- **TRAVAIL À FAIRE**
**a.** D'après l'article sur la prostitution et le féminisme, pourquoi l'idée d'apprendre aux étudiants à « se vendre » sur le marché du travail est-elle rejetée ? Répondez en une à trois phrases.
**b.** Donnez la suite de l'article sur la prostitution et le féminisme, à partir de sa dernière phrase.

- **ARTICLE**
Il est peu de cas où je me retrouve forcée de questionner mon féminisme autant que celui de la prostitution. Je peine à accepter que ce puisse être un choix de carrière librement consenti. Je suis pour libérer la sexualité. Je ne remets pas en question le fait que l’on puisse user de la loi de son corps comme on l’entend– l’habeas corpus est bientôt millénaire – mais je peine à comprendre que l’on puisse justement entendre le vendre à d’autres – un problème par ailleurs réglé avec l’invalidité de fait des contrats d’esclavage.
Ce n’est pas, naturellement, la seule question qui me laisse pantoise. J’ai presqu’autant de mal à comprendre qu’une femme puisse être de l’une ou l’autre des 3 religions abrahamiques à la misogynie assumée ou, pire encore, ne pas être féministe. J’entends parfaitement comment la chose est possible, je reste consciente des circonstances et autres méta-structures qui expliquent ce qui, pour moi, se résume à une aberration, mais je ne comprends pas, je refuse de comprendre.
La prostitution, toutefois, c’est, autre chose, plus viscérale. J’ai déjà abordé la question ailleurs et ne vais donc pas m’attarder sur le caractère résolument féminin (entre 80% et 90%), jeune (début de l’adolescence), forcé (trafic sexuel), criminel (par des proxénètes) et sexiste (entre 96% et 99% de clients mâles) du « métier ». L’on me maintient toutefois que beaucoup de travailleur.se.s sexuel.le.s se vendent en toute liberté et il me semble qu’il est temps, ne serait-ce que pour moi-même, de traiter la question en public.
Je mettrai de côté mon malaise profond, de descendante de personnes anciennement asservies, à parler de se vendre librement. À mon bureau, il est interdit de parler d’apprendre à nos étudiants à se vendre sur le marché du travail. Cela évoque des images de marché aux esclaves où mes ancêtres, reluisants de sueur et d’huile sous un soleil de plomb, étaient vendus à l’encan. Mon être entier se rebiffe à l’évocation. Je veux bien qu’on les prépare à chercher et trouver un emploi. Mais se vendre ? Non, merci. Nos ancêtres marqués au fer et vendus au plus offrant ne se sont pas battus pour nous rendre libres pour que nous nous travaillions notre marque afin de nous vendre sur un marché, quel qu’il soit. Mais je m’éloigne.

- **LIGNES DE DONNÉES**

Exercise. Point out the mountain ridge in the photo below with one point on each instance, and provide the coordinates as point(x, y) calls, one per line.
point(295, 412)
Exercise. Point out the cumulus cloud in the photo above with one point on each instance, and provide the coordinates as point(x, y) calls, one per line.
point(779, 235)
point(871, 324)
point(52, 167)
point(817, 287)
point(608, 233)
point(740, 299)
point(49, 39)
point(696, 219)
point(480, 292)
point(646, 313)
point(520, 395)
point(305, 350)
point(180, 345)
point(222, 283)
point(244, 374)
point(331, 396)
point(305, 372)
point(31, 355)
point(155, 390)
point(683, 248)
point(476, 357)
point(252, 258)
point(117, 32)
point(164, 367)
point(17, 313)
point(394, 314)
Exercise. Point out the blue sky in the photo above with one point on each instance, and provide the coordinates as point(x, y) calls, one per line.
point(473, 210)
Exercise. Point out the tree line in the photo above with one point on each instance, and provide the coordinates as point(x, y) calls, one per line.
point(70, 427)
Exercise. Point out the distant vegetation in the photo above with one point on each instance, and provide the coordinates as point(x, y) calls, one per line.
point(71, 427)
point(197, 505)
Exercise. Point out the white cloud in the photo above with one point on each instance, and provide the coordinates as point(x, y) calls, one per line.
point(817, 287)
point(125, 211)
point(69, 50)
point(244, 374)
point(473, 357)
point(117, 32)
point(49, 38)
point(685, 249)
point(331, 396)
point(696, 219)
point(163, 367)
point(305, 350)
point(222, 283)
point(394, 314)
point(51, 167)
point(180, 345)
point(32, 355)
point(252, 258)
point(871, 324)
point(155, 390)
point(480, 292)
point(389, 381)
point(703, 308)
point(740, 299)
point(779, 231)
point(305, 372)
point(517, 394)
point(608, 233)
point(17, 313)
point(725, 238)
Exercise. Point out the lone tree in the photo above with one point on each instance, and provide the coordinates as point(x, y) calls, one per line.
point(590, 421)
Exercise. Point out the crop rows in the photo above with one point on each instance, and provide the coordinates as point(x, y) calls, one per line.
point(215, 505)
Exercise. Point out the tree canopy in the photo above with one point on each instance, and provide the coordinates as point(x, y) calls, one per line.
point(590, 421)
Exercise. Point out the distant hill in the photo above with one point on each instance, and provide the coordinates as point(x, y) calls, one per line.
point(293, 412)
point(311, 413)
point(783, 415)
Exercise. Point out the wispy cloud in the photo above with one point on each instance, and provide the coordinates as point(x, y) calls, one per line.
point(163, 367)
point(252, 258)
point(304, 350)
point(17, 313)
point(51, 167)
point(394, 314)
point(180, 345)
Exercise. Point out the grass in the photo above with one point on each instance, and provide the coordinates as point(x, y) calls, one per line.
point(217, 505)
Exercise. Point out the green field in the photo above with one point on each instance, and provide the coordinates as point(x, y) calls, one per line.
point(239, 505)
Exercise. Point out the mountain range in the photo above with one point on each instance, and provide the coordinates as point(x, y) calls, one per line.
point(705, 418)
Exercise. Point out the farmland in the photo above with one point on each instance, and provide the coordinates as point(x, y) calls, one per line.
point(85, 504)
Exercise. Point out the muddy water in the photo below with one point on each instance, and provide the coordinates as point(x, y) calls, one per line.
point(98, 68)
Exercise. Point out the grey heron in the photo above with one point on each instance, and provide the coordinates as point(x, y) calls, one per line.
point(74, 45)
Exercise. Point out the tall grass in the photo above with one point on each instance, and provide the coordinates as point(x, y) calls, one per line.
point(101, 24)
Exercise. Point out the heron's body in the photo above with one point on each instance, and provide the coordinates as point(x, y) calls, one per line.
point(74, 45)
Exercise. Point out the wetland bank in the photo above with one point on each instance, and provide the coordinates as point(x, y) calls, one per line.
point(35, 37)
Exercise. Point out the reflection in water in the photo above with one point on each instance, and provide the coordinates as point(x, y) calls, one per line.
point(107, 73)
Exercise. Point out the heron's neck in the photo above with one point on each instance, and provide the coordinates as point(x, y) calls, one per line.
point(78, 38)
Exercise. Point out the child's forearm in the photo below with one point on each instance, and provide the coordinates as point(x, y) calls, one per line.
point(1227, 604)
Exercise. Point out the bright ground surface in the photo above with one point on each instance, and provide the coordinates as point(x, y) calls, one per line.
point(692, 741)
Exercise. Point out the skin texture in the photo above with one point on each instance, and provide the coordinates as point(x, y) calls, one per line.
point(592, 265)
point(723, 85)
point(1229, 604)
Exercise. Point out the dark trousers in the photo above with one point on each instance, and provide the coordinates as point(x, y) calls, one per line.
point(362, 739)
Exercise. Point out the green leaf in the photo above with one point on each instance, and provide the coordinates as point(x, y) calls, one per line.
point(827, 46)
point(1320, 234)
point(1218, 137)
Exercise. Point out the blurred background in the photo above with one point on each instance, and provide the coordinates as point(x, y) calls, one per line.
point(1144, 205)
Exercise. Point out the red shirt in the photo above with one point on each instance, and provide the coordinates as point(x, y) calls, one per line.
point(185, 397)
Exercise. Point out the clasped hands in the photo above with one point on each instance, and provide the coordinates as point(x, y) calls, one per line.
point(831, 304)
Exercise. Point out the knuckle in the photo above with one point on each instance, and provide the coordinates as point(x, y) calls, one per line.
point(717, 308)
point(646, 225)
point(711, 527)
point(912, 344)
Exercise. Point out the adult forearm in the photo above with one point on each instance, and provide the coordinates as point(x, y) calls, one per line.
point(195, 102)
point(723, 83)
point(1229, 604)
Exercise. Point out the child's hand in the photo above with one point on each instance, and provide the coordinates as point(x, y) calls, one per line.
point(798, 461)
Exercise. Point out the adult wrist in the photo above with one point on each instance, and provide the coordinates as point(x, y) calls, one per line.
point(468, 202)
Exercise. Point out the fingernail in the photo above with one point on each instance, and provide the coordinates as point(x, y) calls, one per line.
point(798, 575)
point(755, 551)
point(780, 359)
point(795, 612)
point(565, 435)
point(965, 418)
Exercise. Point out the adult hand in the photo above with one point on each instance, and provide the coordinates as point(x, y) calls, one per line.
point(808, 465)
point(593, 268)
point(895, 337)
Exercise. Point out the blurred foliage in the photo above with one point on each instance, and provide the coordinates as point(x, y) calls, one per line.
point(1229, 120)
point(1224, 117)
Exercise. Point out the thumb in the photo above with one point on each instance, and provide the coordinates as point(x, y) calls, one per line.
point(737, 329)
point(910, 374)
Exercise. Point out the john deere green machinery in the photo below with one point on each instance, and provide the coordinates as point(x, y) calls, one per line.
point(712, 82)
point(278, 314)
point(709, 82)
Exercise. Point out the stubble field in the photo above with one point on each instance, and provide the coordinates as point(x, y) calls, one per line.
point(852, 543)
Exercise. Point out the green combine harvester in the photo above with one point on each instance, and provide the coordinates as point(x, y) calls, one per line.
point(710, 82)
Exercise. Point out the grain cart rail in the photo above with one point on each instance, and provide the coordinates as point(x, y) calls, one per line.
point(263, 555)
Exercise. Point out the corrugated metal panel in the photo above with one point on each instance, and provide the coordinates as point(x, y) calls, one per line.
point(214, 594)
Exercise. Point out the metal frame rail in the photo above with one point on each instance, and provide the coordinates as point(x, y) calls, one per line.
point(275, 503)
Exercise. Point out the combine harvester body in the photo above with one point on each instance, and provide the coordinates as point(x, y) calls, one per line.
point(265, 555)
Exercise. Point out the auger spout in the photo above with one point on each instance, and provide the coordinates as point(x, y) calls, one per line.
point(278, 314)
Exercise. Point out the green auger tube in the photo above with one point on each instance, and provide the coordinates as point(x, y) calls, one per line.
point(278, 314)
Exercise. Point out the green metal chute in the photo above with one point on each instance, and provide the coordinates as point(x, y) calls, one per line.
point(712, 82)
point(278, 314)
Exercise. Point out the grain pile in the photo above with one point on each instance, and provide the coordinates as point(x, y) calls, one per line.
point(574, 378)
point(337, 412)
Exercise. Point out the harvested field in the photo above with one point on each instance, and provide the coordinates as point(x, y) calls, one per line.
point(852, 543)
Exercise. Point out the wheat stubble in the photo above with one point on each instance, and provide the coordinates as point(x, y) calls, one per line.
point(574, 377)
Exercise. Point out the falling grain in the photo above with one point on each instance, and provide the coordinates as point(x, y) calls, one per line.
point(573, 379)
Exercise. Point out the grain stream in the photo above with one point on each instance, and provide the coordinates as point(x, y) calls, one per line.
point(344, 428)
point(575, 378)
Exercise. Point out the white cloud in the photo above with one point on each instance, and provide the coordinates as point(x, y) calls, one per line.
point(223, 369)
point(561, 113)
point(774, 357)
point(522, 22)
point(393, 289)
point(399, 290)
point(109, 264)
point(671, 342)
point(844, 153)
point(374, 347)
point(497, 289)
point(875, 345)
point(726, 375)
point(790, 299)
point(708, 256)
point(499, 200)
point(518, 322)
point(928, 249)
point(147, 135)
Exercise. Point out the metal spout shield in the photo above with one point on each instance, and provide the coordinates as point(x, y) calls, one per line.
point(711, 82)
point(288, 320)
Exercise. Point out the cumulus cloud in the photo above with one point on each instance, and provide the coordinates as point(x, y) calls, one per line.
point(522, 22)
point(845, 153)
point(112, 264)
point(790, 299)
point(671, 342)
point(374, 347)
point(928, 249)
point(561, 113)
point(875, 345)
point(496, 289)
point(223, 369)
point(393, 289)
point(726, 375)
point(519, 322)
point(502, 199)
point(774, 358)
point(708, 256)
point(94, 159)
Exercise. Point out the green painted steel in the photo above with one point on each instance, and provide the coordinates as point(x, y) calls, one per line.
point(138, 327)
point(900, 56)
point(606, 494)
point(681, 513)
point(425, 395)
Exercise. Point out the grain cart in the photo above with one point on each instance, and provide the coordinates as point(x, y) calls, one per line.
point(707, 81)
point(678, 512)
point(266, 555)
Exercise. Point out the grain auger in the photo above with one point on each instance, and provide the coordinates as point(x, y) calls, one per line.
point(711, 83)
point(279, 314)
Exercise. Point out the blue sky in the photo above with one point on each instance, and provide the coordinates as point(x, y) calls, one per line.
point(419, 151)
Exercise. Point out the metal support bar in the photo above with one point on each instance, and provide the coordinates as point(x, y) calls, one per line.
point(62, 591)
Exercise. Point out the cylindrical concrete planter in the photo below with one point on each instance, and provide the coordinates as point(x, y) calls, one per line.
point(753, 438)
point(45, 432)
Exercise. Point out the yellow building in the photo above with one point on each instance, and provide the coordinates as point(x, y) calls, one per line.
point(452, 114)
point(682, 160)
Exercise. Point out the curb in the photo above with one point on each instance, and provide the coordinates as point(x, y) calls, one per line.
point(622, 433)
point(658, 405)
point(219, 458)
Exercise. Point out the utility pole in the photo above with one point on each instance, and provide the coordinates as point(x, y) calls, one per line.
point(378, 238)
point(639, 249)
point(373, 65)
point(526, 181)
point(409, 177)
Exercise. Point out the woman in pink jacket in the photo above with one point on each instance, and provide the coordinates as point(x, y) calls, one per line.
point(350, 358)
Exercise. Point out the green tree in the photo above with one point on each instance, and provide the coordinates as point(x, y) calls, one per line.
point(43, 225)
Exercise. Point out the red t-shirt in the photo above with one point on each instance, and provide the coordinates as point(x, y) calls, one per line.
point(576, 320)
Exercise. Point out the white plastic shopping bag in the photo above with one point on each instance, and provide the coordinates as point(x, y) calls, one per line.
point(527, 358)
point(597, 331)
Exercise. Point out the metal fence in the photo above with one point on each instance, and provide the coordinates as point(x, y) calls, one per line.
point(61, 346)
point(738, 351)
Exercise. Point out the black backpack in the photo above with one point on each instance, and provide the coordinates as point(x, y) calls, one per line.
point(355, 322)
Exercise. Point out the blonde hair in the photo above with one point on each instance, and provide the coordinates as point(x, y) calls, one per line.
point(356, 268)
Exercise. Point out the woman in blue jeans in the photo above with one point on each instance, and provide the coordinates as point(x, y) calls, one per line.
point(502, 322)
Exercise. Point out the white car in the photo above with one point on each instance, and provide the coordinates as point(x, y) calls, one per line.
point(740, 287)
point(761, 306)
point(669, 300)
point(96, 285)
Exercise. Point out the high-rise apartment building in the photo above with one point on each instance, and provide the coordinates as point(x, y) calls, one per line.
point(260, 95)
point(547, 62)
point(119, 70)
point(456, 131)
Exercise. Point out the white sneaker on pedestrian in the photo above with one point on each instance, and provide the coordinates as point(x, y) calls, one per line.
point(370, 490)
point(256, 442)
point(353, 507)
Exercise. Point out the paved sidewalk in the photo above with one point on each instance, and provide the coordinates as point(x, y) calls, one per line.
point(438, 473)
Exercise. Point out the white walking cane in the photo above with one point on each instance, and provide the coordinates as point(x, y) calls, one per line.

- **CORRIGÉ**
**a.** Cette idée évoque des images de marchés aux esclaves où les ancêtres de l'autrice étaient vendus à l'encan. Selon l'article, ces ancêtres marqués au fer ne se sont pas battus pour que leurs descendants travaillent leur marque afin de se vendre sur un marché, quel qu'il soit.

**b.**
F. s’était mis en couple avec une (ancienne) personne prostituée. F. n’est pas n’importe qui. C’est un homme d’affaires qui a plutôt réussi sa vie, si l’on oublie le fait qu’il est un alcoolique fonctionnel. F. vient d’une bonne famille dont il est un peu le mouton noir, mais comme il y en a dans toutes les familles, un mouton noir convenu. F. s’est offert les services d’une Dominicaine et est tombé amoureux. F. a fini par lui proposer d’emménager chez lui dans son bel appart cossu et à la présenter à tou.te.s ses ami.e.s.
F. ne veut pas que sa copine se sente mal à l’aise. Il veut qu’elle sache qu’il n’a pas honte d’elle et même qu’il en est fier. Aussi finit-il toujours par parler de l’ancienne profession de sa dulcinée. Il en parle avec des termes de révérence. Il parle de l’immense courage que cela prend, les talents insoupçonnés que l’on développe, le brillant sens des affaires. F. est proprement admiratif. Il est sincère. Il n’a pas à le dire – même s’il le dit quand même – cela se voit.
La copine de F. , elle, semble gênée par ces effusions. Pas comme on est gênée quand un copain vante la grande élocution de sa copine avocate ou la dextérité de sa copine chirurgienne. Pas la gêne de la modestie. La gêne d’une histoire qu’on aurait préféré garder pour soi. C’était bien beau que F. accepte son (ancien) travail à ce point mais cette publicité qu’il lui faisait la dérangeait. Elle n’en a jamais rien laissé sortir toutefois. Elle riait avec lui, quand, dans la conversation, il y faisait référence, avec le même naturel que l’on parlait d’autres affaires, d’autres métiers. Jamais, elle ne lui a dit. Je crois que, c’est parce que, même si l’un et l’autre ne se l’admettaient pas, ils continuaient d’entretenir une relation client-prostituée. Elle le rendait heureux contre de l’argent. Lui la payait pour être heureux.
C’est elle qui, un beau jour, est partie. Elle est rentrée chez elle pour se construire une autre vie. Elle a dû finir par décider qu’elle en avait assez. F. avait beau être adorable dans son excentricité et son féminisme assumé, son exubérance n’aidait pas avec la société patriarcale qui est la nôtre. Elle était seule, n’avait d’autre ami.e que F. – ses relations avec ses anciennes collègues s’étaient progressivement espacées jusqu’à s’éteindre complètement – et elle se savait jugé.e, même et surtout quand les gens faisaient preuve d’une extrême politesse en ce qui la concerne.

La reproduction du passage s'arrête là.